TEXT EXCERPT:
Another feature may be when the time difference of arrival data and the flight plans and/or the satellite positioning data are compared with each other by the location based server and/or the ATM system, and in case of discrepancy, the inaccurate data is indicated to the aircraft. In general, the solution is an arrangement to position aircraft, where the arrangement comprises at least one aircraft and at least three cellular base stations and the aircraft disposes of an identifier equipment with transmitter/receiver antenna. It is a feature of the invention that the identifier equipment is an on-board device capable of identifying the airspace user and of forwarding the distance of the aircraft from the cellular base stations in the form of real-time time-difference-of-arrival data, while there is wireless connection between a location based server and the given on-board device, and further, the on-board device is equipped with a code card and a modem, the location based server is connected to a database shared with multiple airspace users via an ATM system.

It may be a feature of the arrangement that the on-board device is equipped with a display for displaying the position vector data.

WORK TO COMPLETE:
From the aircraft positioning text, list the kinds of data that the location based server and/or the ATM system compare with each other. Rely only on the aircraft positioning text for what follows.

RAW DATA:
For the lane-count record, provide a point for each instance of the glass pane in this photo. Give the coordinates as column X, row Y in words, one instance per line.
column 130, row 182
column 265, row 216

WRITTEN RESPONSE:
- Time difference of arrival data
- Flight plans
- Satellite positioning data